— Extract provided —
※

As Jerry heard Yehuda speak for the first time and relate his past experiences, he was visibly moved.

From that day on, Jerry and Yehuda slowly developed a close friendship, sharing in each other’s daily activities and routines. Eventually, Jerry moved away from the kibbutz and became a tour guide. His job was to drive groups of tourists around the country and show them various historical and contemporary sites. He made a nice living and enjoyed meeting new people and sharing in their excitement and amazement in seeing the Holy Land.

Yet one day, as Jerry drove one older gentleman, he was in for a little surprise. The man appeared to be extremely irritable and kept on snapping and shouting at Jerry and nearby bystanders. Something was visibly bothering this tourist.

Jerry, by nature, was a very patient and calm person, though this man’s unruly behavior was getting a bit out of hand. “Is something wrong?” asked Jerry. “Pull over!” screamed the man. Jerry was startled. “Pull over!” he repeated. Not wishing to further upset the passenger, Jerry looked over his shoulder and slowly pulled over to the curbside.

“What would you like to tell me?” Jerry politely asked. The man paused for a moment, catching his thoughts and breath. “You probably think I am very arrogant and nasty,” the man said. “The truth is that I am really not. I have just had a very hard life. I went through the Holocaust and lost my entire family. Every night, I cry myself to sleep. My life is miserable.” Jerry was speechless. He now understood that the man was not merely having an unexplained fit, but was living a troubled life.

Rolling up his sleeve, the man turned to Jerry. “You see this?” Jerry looked at the numbers. And then he turned white.

The last four digits… 7147.

“Sir,” said Jerry, trying not to choke on his own words, “you are not alone. Those last four digits of your number… they have a match…”

Jerry took the man to the kibbutz and called for Yehuda. “Yehuda… your brother is here.”

And there, on a kibbutz in Israel, two brothers, with the consecutive numbers 7146 and 7147, reunited. Two brothers, who each believed they were alone and had no family to turn to, found one other.

Jerry probably never considered that his small gesture of conversing with Yehuda would lead to a remarkable result, but it is oftentimes when we are expecting the least in return, that we receive the most in return. Just do your small part, and Hashem will take care of the rest. And trust Hashem, He knows what He’s doing.

A Short Message From
Rabbi Chaim Dahan

Just about every afternoon, the great Rav Avraham Pam zt”l made a point of speaking over the phone to a sick woman who spent her days and nights in the hospital. He would give her hope and encouragement, and simply listen to whatever she had on her mind. On one occasion, Rav Pam’s grandson was visiting his grandfather when the phone rang. Picking it up, he listened closely to the voice on the other end of the line, trying to make out who it was. But the voice was faint, and didn’t seem to carry with it much strength. “Zaidy,” the grandson said, “I’m not sure who it is and I don’t know what to say.” It didn’t take long before Rav Pam realized that it must be the woman calling from the hospital, yet she was too weak and frail to speak.

As Rav Pam picked up the phone and confirmed that it was indeed the woman from the hospital, he realized that this time around, the course of the conversation would need to be a little different. It would not be a two-way conversation, but a one-way conversation. And that is exactly what Rav Pam did.

For the next thirty-five minutes, Rav Pam carried on speaking all by himself, conveying uplifting and reassuring words, despite hearing no response. But it made no difference. He knew that she was listening, and that was all that mattered. With sensitivity and care, he spent his precious time talking to someone who could hear, but not speak. Such is a mark of true greatness.

※

— Using the information —
a – Rewrite the paragraph of the extract above that begins "From that day on" more briefly, keeping its main facts.
b – Quote the extract above word for word, starting at "Jerry probably never" and ending at "what He’s doing.".

— Data for analysis —
※

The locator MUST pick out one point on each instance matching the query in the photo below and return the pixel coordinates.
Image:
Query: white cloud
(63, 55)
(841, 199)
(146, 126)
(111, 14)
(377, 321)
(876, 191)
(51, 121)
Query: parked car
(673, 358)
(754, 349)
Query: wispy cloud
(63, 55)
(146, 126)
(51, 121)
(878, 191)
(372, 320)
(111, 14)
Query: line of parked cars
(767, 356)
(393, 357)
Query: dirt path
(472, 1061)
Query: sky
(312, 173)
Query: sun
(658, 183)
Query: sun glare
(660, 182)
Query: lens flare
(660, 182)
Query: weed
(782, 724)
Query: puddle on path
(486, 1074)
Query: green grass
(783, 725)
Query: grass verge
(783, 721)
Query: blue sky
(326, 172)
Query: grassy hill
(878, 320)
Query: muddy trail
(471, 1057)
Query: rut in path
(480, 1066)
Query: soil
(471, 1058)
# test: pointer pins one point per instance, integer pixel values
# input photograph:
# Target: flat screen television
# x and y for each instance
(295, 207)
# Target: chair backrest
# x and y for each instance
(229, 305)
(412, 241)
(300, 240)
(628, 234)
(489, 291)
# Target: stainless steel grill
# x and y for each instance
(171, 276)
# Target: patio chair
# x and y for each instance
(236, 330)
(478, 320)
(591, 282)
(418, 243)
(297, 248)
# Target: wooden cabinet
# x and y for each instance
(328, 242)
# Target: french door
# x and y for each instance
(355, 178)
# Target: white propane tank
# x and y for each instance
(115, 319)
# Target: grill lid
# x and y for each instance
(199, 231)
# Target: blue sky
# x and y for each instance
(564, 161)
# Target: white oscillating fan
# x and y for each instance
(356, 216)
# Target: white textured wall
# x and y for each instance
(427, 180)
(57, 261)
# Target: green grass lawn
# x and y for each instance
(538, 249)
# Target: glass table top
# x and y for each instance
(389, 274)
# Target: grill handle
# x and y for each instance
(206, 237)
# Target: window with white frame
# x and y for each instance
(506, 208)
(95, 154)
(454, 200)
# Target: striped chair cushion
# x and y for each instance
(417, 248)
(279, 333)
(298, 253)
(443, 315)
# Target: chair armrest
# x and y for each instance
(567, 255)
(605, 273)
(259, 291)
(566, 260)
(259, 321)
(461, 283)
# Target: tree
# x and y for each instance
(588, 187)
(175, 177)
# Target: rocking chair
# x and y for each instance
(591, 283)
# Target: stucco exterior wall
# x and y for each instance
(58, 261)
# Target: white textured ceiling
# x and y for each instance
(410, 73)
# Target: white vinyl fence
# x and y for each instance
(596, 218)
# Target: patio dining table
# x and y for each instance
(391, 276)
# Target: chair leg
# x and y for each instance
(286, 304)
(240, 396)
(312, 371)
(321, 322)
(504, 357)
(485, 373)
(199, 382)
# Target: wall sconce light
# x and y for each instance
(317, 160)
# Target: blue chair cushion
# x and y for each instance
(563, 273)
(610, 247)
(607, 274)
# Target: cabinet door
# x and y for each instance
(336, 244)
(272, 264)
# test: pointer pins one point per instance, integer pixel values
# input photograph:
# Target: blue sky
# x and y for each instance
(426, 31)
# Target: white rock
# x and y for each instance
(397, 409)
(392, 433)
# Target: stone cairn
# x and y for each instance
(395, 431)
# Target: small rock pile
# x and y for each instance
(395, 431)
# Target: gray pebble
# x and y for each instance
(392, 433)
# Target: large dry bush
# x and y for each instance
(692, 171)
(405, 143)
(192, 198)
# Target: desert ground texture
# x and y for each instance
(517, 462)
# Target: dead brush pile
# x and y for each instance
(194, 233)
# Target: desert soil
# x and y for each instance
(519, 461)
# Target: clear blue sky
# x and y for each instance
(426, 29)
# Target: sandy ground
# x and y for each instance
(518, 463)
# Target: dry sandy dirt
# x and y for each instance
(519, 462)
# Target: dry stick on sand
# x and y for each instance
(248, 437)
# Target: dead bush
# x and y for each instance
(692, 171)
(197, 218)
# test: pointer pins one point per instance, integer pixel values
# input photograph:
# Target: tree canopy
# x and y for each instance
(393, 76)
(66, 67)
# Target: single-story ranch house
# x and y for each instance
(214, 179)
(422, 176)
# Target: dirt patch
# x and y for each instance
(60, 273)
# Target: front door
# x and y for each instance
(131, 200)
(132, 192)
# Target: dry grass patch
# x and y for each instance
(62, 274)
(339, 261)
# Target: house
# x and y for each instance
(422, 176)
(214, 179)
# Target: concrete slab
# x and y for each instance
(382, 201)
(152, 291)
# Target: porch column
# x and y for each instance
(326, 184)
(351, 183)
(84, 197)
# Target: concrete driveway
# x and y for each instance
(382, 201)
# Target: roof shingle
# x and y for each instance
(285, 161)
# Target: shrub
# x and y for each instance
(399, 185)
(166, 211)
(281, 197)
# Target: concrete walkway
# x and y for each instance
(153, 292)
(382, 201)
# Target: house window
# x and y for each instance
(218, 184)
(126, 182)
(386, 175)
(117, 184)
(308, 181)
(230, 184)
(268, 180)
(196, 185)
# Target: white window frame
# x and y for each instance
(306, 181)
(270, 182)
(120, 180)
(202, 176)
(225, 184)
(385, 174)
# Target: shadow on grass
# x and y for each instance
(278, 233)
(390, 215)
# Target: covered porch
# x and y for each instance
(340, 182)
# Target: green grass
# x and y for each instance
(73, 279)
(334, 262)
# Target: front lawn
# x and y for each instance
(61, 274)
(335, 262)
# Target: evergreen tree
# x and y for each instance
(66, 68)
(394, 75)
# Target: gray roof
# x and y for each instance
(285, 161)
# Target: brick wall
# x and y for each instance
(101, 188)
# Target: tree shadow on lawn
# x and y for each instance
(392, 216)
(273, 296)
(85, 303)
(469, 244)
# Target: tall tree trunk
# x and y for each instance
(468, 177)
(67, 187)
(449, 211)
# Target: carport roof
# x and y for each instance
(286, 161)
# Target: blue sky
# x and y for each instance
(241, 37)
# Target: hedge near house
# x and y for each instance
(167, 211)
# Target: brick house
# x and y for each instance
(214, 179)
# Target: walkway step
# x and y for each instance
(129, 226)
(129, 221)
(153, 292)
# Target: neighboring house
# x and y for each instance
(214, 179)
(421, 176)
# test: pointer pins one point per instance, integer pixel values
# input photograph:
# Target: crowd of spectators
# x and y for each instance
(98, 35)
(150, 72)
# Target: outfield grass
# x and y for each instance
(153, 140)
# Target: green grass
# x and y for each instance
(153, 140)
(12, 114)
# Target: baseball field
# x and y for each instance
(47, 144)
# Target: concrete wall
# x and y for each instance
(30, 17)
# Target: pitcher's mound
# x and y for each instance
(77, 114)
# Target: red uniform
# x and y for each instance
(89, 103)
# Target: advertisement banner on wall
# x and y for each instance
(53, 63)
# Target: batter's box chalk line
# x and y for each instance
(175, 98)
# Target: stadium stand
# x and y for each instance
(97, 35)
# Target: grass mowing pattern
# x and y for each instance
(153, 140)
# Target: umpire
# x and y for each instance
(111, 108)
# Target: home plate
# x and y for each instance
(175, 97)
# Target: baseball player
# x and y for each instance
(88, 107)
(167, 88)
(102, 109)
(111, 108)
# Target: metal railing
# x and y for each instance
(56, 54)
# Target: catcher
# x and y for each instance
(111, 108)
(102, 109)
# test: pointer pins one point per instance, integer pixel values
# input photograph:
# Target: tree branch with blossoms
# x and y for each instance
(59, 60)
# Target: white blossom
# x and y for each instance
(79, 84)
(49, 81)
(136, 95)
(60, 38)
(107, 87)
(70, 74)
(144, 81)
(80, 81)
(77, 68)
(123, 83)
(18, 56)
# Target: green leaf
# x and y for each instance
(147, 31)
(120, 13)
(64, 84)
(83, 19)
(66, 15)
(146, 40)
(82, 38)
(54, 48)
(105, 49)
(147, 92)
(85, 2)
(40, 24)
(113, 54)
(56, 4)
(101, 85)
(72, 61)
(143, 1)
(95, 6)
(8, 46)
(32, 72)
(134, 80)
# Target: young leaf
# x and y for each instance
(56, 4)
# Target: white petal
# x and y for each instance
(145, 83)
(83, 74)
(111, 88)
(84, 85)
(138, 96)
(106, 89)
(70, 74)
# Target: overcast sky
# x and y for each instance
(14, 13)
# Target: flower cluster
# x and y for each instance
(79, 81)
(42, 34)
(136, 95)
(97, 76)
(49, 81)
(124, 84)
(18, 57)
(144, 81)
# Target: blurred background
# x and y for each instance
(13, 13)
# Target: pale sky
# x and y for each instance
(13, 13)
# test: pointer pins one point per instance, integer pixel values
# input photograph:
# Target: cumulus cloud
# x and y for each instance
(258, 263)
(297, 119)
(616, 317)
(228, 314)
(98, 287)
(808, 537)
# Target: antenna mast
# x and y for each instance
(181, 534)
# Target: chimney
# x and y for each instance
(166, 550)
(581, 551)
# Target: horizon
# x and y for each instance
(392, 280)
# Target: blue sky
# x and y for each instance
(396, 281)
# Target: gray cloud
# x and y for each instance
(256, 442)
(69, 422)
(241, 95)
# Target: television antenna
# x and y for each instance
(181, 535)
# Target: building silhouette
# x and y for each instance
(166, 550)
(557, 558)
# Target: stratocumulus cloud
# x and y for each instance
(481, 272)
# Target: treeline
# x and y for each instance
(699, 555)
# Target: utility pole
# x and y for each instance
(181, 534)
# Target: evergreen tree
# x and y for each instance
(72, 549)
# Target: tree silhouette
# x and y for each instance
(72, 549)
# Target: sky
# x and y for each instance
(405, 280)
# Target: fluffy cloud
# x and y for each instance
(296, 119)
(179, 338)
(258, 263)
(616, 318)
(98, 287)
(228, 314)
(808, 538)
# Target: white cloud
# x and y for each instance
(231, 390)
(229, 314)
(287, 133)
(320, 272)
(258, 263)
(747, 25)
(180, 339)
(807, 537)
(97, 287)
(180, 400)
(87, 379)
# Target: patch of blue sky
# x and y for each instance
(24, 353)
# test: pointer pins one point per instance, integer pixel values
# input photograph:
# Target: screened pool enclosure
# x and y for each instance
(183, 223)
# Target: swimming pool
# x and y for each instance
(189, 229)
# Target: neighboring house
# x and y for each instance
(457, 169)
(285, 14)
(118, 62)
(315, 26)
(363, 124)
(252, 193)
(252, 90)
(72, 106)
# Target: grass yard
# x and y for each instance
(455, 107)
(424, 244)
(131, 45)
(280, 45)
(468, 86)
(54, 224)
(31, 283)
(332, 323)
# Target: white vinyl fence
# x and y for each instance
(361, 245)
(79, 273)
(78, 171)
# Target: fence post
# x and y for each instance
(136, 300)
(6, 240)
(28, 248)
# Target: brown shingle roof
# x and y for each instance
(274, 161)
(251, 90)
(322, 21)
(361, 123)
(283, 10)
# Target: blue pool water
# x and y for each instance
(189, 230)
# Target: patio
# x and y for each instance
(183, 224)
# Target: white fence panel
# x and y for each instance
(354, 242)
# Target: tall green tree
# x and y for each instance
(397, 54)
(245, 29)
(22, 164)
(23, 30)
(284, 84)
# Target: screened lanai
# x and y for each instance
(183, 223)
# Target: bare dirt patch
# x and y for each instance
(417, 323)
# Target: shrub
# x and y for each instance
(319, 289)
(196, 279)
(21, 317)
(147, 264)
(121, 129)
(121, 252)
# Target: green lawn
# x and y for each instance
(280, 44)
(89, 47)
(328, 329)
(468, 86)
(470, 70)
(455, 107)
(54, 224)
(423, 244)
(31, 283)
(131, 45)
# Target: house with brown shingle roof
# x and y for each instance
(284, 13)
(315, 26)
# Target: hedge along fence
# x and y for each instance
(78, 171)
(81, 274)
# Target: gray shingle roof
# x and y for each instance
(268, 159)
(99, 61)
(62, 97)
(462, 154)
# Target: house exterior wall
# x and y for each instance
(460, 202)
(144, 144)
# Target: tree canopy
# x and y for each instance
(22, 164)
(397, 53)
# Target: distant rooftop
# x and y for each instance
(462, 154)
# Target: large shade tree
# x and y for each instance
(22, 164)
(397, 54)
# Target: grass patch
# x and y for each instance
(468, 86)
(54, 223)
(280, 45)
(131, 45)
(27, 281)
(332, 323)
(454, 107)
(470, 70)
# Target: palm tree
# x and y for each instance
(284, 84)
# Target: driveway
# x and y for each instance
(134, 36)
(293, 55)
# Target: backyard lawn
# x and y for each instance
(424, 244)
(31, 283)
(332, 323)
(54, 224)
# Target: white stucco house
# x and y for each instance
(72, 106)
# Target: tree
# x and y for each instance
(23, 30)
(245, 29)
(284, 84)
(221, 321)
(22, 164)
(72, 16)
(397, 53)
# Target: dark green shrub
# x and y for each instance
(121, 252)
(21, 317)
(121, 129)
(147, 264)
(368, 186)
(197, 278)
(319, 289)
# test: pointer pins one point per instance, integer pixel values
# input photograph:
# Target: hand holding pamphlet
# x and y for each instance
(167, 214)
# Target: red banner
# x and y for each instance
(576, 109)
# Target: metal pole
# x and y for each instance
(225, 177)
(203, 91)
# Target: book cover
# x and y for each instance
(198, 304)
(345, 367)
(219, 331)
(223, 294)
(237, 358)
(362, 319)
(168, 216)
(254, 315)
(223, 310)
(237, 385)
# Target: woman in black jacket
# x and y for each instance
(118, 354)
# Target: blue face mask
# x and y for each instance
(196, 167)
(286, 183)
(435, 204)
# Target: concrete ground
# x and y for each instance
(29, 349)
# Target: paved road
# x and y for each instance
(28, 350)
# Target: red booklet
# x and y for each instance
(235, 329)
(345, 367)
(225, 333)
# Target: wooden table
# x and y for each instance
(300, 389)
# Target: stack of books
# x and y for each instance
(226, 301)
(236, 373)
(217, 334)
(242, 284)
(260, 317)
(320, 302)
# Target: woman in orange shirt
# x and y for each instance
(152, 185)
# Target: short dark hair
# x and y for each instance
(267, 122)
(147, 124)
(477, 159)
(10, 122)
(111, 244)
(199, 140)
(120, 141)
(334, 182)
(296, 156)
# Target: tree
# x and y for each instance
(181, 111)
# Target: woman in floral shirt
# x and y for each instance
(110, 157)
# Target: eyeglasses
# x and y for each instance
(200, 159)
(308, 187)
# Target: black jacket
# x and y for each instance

※

— Solutions to the exercise —
a – Jerry and Yehuda gradually became close friends and shared each other's daily routines. Jerry later left the kibbutz to become a tour guide, driving tourists around the country to historical and contemporary sites. He earned a good living and enjoyed meeting people and sharing their excitement at seeing the Holy Land.

b –
Jerry probably never considered that his small gesture of conversing with Yehuda would lead to a remarkable result, but it is oftentimes when we are expecting the least in return, that we receive the most in return. Just do your small part, and Hashem will take care of the rest. And trust Hashem, He knows what He’s doing.